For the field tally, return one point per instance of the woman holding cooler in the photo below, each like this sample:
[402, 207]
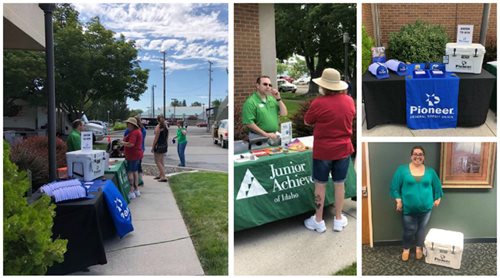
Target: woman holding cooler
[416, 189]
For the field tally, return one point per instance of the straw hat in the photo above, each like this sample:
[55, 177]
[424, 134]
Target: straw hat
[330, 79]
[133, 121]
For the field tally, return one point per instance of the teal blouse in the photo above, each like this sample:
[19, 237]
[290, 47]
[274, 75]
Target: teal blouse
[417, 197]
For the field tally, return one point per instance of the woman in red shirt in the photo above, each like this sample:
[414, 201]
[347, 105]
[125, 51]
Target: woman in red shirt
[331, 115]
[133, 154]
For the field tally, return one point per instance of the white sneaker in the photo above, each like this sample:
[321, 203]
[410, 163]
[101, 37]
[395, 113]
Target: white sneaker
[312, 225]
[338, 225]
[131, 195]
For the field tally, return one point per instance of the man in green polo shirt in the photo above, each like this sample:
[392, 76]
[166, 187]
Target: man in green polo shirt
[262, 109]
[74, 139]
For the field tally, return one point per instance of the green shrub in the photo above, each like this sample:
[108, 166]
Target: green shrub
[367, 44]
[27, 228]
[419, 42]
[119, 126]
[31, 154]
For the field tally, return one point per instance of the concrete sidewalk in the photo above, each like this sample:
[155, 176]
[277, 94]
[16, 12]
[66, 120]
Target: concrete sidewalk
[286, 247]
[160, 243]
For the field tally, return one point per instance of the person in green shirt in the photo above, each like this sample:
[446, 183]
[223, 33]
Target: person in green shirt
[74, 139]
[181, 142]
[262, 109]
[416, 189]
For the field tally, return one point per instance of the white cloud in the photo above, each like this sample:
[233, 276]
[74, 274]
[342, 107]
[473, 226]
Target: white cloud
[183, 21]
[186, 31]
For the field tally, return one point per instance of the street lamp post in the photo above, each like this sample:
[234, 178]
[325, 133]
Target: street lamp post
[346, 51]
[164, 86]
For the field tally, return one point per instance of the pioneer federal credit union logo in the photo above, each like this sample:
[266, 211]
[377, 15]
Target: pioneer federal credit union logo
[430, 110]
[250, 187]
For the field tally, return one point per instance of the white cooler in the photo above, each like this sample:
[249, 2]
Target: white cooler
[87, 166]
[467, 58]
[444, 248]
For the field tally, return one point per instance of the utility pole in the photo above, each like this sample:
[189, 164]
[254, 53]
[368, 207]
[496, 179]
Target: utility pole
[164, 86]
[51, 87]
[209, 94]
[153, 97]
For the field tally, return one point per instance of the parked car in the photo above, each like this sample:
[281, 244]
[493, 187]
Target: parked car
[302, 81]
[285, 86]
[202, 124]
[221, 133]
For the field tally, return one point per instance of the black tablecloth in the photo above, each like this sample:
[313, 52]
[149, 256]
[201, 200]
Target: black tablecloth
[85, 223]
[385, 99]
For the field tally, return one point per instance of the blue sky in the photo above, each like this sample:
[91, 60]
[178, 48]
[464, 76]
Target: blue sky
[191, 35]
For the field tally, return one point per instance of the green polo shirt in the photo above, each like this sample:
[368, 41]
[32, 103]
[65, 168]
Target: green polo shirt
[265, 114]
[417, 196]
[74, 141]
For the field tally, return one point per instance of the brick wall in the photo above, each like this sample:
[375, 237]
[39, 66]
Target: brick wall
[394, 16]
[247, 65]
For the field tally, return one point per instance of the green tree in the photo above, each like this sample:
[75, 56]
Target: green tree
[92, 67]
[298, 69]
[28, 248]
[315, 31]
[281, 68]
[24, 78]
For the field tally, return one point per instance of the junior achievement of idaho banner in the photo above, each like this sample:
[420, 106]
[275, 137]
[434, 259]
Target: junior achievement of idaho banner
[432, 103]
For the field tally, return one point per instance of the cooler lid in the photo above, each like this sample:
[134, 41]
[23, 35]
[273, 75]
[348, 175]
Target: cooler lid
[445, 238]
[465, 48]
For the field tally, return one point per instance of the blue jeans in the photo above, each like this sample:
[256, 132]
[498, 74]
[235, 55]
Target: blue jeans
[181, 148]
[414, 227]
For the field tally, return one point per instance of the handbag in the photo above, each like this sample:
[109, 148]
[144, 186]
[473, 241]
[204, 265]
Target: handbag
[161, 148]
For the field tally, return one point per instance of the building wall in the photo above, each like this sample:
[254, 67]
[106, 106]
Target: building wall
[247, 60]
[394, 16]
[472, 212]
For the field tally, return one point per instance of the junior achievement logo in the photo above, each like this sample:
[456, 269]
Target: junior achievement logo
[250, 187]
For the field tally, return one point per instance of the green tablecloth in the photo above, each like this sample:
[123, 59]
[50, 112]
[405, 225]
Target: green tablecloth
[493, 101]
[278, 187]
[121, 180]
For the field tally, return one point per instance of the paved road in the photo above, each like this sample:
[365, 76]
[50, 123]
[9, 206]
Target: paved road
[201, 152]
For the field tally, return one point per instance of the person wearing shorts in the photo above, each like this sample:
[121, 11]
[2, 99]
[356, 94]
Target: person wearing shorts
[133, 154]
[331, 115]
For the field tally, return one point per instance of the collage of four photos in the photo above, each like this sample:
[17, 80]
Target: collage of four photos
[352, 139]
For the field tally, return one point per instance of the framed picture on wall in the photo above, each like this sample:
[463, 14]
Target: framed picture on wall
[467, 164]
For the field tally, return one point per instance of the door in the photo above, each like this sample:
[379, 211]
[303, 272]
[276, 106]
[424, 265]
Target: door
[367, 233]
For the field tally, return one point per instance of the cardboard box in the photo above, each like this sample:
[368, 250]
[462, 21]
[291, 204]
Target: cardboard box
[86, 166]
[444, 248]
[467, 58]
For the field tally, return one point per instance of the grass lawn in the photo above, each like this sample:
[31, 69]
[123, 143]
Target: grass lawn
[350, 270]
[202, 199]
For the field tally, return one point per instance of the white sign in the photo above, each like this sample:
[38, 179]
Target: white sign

| SHORT TASK |
Copy out each line exactly, without the pictures.

| SOLUTION |
For the field tally, return one point per instance of the woman holding cooler in the photo below, each like this sample:
[402, 207]
Target: woman holding cooler
[416, 189]
For the field tally, return one point per instance of the straw hat in the photo above, each like this sample:
[55, 177]
[424, 134]
Target: straw hat
[330, 79]
[133, 121]
For the field tally, return one point per instance of the teal blouse in the photo above, each like this sample:
[19, 237]
[290, 47]
[274, 75]
Target: teal blouse
[417, 197]
For the field tally, return one point per instance of the woman in red shirt in the photo above, each like this sample:
[414, 201]
[347, 105]
[125, 51]
Target: woman in red shirt
[331, 115]
[133, 154]
For the field tally, return one point per instance of the white sneaker in the photo above, each like this sample:
[321, 203]
[410, 163]
[101, 37]
[395, 113]
Target: white sneaker
[312, 225]
[338, 225]
[131, 195]
For the field tally, return one point per instance of the man in green polo shirt in the photo above, each like this sample:
[392, 76]
[166, 187]
Target: man in green polo shirt
[262, 109]
[74, 139]
For the field tally, return one point per instance of the green shrub in the photo above, each like this sample:
[108, 166]
Target: green shrub
[367, 44]
[27, 228]
[419, 42]
[119, 126]
[31, 154]
For the field tally, return one point per instance of the concrete sidewalk in the photo above, each like this sample:
[155, 176]
[277, 94]
[16, 12]
[66, 120]
Target: concrete sidewalk
[286, 247]
[160, 243]
For the field tally, return one point per instance of the person in green shirt in the photo above, each like this sample:
[446, 183]
[223, 33]
Target: person in green shirt
[74, 139]
[181, 142]
[262, 109]
[416, 189]
For the field tally, return one point per instance of the white cloud in the photo above, each like this sample:
[233, 276]
[74, 274]
[342, 107]
[473, 226]
Target: white cloud
[183, 21]
[186, 31]
For the field tally, return one point per instance of the street lamp post in the photo above, each like this sample:
[234, 178]
[325, 133]
Target: street lamp post
[346, 51]
[164, 86]
For the field tally, return one point per instance of the pioneer federal credit union logo in the photo above, each like this sample:
[266, 211]
[377, 15]
Target: pioneer federal credit union logo
[430, 110]
[250, 187]
For the field tally, return one point per instance of the white cooler in the photo above, each like this sample:
[249, 2]
Target: white cooler
[87, 166]
[467, 58]
[444, 248]
For the field tally, return one point per instance of the utility pole in the photo above, each like this sample:
[189, 164]
[254, 53]
[368, 207]
[496, 179]
Target: utility pole
[164, 86]
[51, 87]
[209, 94]
[153, 97]
For the field tally, return one point per instance of the parked car in the photo above, each like this sample:
[281, 244]
[493, 187]
Target: parked car
[302, 81]
[285, 86]
[202, 124]
[221, 133]
For the field tally, return one point per instance of the black tablecloth in the photo above, each like this sample:
[313, 52]
[149, 256]
[201, 200]
Target: black tablecloth
[85, 223]
[385, 99]
For the field tally, return one point per instance of the blue sky in the photo above, each like this sample:
[91, 60]
[178, 48]
[464, 76]
Target: blue sky
[191, 35]
For the field tally, return one point per instance of the green polo shirt in the photo above, each like this sample:
[368, 41]
[32, 103]
[65, 168]
Target: green polo shirt
[265, 114]
[417, 196]
[74, 141]
For the field tally, return one point per instance of the brick wall in the photo above, each like this sample:
[375, 237]
[39, 66]
Target: brick wall
[394, 16]
[247, 65]
For the field tally, return one point per instance of the green tree in the photo above, each like this sample:
[75, 56]
Target: green tree
[92, 67]
[298, 69]
[28, 248]
[315, 31]
[281, 68]
[24, 78]
For the field tally, return one point per instance of the junior achievement of idaho banner in the photo above, each like this sample:
[420, 106]
[275, 137]
[434, 259]
Target: junior achievement of idaho banner
[432, 103]
For the field tally, return one point per instance of the cooler lid in the photo above, each like this sample:
[134, 41]
[23, 35]
[273, 75]
[348, 175]
Target: cooler lid
[445, 238]
[465, 48]
For the field tally, return one point per instance of the blue jeans in the photo above, each like this sample:
[256, 132]
[498, 74]
[235, 55]
Target: blue jeans
[181, 148]
[414, 227]
For the field tally, return one point per instance of the handbag in the photo above, each like this sample:
[109, 148]
[144, 186]
[473, 241]
[204, 265]
Target: handbag
[161, 148]
For the field tally, return one point per instance of the building wall in the photo above, each like this sample:
[254, 67]
[106, 106]
Target: building wall
[247, 60]
[394, 16]
[472, 212]
For the field tally, return one point per instance of the junior achievement logo in the photo above, each like this sample:
[456, 269]
Target: junior achievement logo
[250, 187]
For the field tally, return one point per instance of the green tablecloth in the photo above, each like this sample:
[123, 59]
[50, 112]
[405, 225]
Target: green tablecloth
[493, 101]
[278, 187]
[121, 180]
For the field tally, return one point per instance of the paved road in the photo above, each like this sample:
[365, 76]
[50, 123]
[9, 206]
Target: paved road
[201, 152]
For the field tally, return one point per instance of the person wearing shorts in the photo above, each like this sample:
[121, 11]
[2, 99]
[356, 94]
Target: person wearing shorts
[133, 154]
[331, 115]
For the field tally, return one point per instance of the collage of four photos in the photo above, each like this sample:
[17, 80]
Target: collage of four photos
[352, 139]
For the field tally, return one point per instance of the framed picture on wall in the photo above, each like this sample:
[463, 14]
Target: framed picture on wall
[467, 164]
For the field tally, return one point per instance of the door in the photo above, each like this sample:
[379, 211]
[303, 272]
[276, 106]
[424, 265]
Target: door
[367, 233]
For the field tally, return one point per instance of the cardboard box in the photo above, each like this sample:
[368, 250]
[462, 21]
[291, 204]
Target: cardboard box
[86, 166]
[444, 248]
[467, 58]
For the field tally, return one point per instance of the grass lawn in the photo above, each like this sample:
[31, 69]
[123, 143]
Target: grass lawn
[350, 270]
[202, 199]
For the field tally, return one point per instance of the white sign in the photo above, each like this sample:
[38, 179]
Target: white sign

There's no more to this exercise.